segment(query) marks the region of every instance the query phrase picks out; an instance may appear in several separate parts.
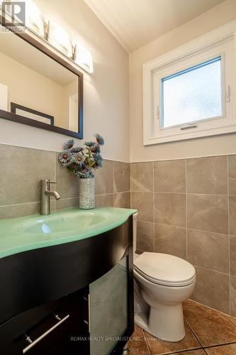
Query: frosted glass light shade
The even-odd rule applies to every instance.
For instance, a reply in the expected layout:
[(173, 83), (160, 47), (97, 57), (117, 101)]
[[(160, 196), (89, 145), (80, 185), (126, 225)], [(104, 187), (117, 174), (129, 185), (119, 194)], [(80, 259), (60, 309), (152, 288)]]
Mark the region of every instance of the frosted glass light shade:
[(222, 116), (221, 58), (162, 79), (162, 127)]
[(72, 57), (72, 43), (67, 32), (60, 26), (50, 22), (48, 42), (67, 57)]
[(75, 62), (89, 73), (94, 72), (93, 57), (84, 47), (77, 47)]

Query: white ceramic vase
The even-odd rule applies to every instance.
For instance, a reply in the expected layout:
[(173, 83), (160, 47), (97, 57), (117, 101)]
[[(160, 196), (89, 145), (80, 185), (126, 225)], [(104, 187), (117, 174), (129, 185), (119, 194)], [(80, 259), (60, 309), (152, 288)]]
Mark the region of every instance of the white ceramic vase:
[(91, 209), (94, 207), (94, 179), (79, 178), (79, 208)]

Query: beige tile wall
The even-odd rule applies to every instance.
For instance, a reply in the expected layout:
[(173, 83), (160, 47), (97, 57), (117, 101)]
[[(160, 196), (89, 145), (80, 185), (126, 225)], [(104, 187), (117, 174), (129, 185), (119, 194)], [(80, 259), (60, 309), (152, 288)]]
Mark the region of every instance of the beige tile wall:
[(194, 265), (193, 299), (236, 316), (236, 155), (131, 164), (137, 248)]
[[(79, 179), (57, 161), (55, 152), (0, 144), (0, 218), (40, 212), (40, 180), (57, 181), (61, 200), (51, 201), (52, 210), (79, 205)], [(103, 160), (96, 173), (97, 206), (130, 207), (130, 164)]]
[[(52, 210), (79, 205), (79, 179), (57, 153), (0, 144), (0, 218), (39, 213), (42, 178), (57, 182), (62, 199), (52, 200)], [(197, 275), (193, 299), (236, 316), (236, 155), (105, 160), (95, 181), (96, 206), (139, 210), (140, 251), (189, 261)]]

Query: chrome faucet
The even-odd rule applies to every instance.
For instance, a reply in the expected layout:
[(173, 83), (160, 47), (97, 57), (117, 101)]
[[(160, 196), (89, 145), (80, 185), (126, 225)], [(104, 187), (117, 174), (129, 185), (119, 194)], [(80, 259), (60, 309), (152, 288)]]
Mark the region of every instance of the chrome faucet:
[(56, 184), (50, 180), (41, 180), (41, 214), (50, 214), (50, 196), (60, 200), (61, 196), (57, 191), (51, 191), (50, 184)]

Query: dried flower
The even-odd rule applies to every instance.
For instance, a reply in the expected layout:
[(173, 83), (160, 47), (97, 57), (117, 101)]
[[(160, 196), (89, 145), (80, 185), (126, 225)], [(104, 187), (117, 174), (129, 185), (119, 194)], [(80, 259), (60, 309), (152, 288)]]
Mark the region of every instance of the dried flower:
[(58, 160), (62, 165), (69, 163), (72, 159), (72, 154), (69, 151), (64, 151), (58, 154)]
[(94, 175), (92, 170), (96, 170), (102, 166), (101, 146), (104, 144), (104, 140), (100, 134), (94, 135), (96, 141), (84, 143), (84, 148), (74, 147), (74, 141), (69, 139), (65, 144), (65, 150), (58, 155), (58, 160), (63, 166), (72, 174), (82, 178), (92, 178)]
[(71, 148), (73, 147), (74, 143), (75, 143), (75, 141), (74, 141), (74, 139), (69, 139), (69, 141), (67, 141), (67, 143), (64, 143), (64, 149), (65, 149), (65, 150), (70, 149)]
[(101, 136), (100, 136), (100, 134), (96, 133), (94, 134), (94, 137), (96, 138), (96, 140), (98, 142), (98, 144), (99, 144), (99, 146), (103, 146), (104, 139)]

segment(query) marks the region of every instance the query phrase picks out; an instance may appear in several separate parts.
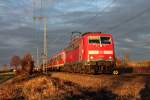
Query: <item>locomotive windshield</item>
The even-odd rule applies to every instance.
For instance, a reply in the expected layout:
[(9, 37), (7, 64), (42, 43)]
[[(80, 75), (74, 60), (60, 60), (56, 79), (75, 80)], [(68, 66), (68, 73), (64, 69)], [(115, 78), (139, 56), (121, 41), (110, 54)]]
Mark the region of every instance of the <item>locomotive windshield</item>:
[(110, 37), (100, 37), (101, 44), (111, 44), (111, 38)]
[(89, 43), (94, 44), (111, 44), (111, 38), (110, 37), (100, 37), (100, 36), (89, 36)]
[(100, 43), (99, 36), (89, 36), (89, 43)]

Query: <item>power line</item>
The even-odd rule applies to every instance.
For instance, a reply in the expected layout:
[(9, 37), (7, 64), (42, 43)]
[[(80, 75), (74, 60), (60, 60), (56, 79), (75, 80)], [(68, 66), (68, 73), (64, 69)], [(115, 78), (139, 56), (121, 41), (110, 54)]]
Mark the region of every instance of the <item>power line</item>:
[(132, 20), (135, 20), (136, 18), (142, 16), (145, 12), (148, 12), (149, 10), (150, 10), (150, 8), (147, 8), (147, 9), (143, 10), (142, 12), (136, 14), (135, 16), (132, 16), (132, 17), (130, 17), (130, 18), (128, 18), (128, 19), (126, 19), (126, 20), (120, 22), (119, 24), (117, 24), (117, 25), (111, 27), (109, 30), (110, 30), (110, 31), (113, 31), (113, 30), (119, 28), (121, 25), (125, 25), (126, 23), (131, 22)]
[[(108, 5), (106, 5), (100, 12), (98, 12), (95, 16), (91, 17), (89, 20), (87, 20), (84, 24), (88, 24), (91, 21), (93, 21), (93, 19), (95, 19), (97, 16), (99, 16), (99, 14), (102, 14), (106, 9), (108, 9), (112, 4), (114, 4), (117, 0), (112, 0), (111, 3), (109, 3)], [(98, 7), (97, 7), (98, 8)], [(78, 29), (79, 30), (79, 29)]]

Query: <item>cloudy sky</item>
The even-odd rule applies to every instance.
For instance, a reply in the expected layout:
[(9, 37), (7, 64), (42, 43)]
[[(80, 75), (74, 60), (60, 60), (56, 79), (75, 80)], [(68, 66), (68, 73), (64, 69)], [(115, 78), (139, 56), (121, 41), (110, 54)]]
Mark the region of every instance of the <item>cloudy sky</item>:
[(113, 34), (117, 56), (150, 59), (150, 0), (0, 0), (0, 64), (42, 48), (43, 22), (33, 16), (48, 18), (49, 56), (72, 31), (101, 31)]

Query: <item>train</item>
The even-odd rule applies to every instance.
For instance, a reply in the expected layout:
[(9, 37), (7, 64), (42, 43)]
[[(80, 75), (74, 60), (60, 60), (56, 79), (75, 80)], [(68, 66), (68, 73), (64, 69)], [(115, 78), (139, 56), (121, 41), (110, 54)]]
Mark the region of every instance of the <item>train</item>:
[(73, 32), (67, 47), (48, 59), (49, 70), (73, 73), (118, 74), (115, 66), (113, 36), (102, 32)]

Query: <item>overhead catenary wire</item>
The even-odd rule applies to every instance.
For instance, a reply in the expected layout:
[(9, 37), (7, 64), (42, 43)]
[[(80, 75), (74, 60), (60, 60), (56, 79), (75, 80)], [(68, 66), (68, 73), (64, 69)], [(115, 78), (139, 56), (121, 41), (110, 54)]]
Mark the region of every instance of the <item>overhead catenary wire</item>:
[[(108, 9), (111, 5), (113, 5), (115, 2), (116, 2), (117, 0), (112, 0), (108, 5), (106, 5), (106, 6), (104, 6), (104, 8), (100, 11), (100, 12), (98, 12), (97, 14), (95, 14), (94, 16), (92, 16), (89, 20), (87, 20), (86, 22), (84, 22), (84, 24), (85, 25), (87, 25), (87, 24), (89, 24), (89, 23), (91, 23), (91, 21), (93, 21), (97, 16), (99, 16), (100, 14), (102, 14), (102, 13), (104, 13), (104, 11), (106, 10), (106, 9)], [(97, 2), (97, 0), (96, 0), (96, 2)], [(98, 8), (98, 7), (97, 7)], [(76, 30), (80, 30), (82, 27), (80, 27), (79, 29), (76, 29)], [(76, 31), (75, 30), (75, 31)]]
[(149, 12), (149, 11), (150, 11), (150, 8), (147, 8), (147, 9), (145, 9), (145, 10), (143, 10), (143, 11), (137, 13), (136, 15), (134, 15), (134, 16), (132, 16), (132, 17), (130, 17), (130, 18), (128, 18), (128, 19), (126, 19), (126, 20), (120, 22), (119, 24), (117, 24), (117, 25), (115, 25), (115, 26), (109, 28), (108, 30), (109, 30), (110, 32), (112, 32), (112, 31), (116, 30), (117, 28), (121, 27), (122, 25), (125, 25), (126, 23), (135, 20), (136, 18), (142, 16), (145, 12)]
☆ ☆ ☆ ☆ ☆
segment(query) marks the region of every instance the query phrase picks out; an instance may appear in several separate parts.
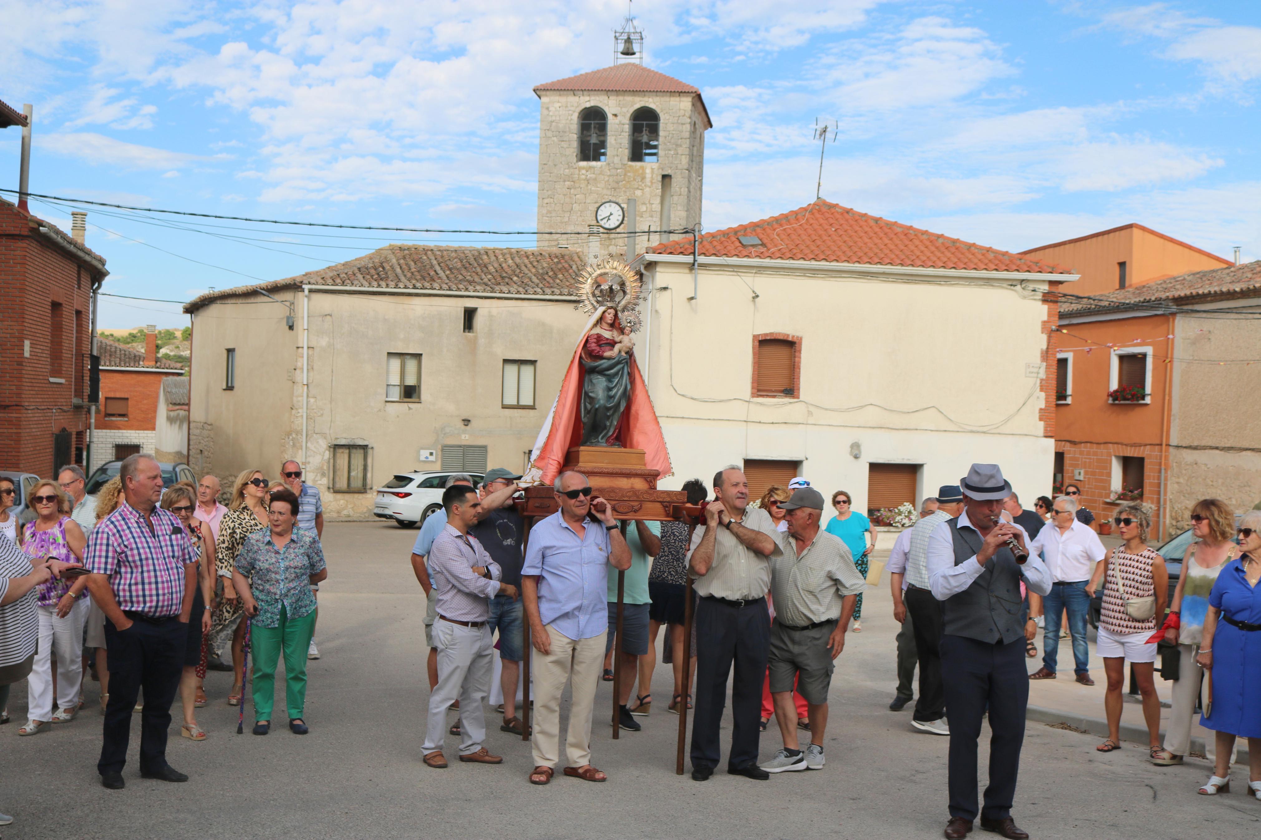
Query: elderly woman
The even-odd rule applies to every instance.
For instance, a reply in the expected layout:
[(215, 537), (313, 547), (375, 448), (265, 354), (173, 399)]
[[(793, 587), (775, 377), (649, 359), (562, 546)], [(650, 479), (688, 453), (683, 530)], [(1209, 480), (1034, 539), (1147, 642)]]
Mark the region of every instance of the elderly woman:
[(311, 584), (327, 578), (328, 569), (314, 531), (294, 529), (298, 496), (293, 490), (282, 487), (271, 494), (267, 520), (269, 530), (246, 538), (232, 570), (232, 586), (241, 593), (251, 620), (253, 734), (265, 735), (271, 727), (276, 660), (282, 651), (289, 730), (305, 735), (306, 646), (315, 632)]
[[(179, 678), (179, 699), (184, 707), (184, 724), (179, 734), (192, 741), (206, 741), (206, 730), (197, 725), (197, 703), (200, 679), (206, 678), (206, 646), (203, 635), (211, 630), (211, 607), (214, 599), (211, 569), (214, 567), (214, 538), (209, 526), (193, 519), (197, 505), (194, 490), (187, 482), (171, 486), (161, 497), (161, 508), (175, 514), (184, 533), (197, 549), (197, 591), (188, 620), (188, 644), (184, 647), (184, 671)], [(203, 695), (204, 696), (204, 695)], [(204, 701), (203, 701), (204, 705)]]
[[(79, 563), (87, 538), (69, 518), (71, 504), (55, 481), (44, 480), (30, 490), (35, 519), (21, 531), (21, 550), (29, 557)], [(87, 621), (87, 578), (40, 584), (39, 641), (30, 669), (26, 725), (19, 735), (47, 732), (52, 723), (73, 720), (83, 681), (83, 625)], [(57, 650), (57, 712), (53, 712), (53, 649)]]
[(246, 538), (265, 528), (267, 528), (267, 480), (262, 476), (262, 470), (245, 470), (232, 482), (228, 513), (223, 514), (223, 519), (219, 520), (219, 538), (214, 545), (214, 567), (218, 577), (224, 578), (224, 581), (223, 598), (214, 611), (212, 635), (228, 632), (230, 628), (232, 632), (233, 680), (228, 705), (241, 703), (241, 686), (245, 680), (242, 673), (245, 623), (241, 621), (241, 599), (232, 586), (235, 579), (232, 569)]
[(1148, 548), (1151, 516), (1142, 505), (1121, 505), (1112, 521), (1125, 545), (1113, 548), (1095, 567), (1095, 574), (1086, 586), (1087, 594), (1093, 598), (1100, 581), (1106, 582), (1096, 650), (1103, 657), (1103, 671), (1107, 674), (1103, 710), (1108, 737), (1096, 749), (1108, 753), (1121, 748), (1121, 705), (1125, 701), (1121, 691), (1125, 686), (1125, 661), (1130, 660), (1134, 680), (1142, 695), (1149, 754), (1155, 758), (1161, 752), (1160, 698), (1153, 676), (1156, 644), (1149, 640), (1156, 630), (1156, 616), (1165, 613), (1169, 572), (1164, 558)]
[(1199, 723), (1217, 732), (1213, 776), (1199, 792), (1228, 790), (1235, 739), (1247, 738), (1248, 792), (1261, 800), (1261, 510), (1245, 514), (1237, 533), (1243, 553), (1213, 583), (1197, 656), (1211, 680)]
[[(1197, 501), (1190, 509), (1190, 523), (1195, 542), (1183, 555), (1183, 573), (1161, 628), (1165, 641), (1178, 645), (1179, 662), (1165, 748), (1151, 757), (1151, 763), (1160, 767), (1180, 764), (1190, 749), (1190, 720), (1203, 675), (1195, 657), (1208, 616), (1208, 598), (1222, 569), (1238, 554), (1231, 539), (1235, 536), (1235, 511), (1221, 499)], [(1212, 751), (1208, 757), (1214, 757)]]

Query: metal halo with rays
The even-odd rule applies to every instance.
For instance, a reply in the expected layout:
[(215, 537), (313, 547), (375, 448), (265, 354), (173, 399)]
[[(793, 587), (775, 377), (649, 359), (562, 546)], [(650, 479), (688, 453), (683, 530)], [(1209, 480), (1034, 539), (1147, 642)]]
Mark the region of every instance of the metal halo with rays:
☆ ☆ ☆ ☆ ☆
→ **BRIEF**
Write out again every line from the line with "Query: <item>power line</item>" up to and including the line with "31), (101, 31)]", adding 70 to each vertex coordinate in the answer outlines and leaving everything else in those lines unchanged.

→ **COMPLETED TASK**
Query: <item>power line</item>
The even-odd rule applies to every instance.
For instance, a reply in the expected layout:
[(9, 37), (7, 64), (42, 43)]
[[(80, 75), (74, 60), (60, 60), (56, 79), (75, 80)], [(68, 66), (68, 73), (64, 69)], [(115, 78), (139, 56), (121, 41), (110, 54)]]
Mark the region of every instance of the <item>power line</item>:
[(202, 90), (205, 90), (206, 88), (212, 86), (215, 82), (218, 82), (219, 80), (220, 80), (220, 78), (217, 78), (217, 79), (213, 80), (212, 82), (206, 84), (205, 86), (202, 86), (202, 87), (200, 87), (200, 88), (198, 88), (198, 89), (196, 89), (196, 90), (190, 92), (189, 94), (187, 94), (187, 95), (181, 97), (179, 100), (180, 100), (180, 101), (183, 101), (183, 100), (189, 98), (191, 95), (195, 95), (196, 93), (201, 92)]
[[(178, 75), (176, 75), (170, 82), (168, 82), (165, 86), (161, 87), (159, 90), (157, 90), (154, 94), (158, 94), (161, 91), (163, 91), (163, 89), (165, 89), (167, 86), (169, 86), (169, 84), (172, 84), (176, 79), (178, 79), (182, 74), (184, 74), (187, 70), (182, 70), (181, 73), (179, 73)], [(168, 77), (167, 77), (168, 78)], [(148, 99), (149, 100), (149, 99)]]

Query: <item>cloudy sky</item>
The even-odd rule applies to every instance.
For instance, a reply in the expected layout:
[(9, 37), (7, 64), (42, 43)]
[[(80, 75), (74, 60), (60, 60), (56, 79), (75, 80)], [(68, 66), (68, 73), (64, 69)], [(115, 78), (139, 56), (121, 41), (110, 54)]]
Mark the region of every instance of the <item>cloudy sky</item>:
[(183, 104), (187, 126), (220, 129), (220, 70), (70, 70), (70, 134), (112, 118), (113, 92), (103, 86), (118, 88), (119, 126), (142, 101), (171, 101)]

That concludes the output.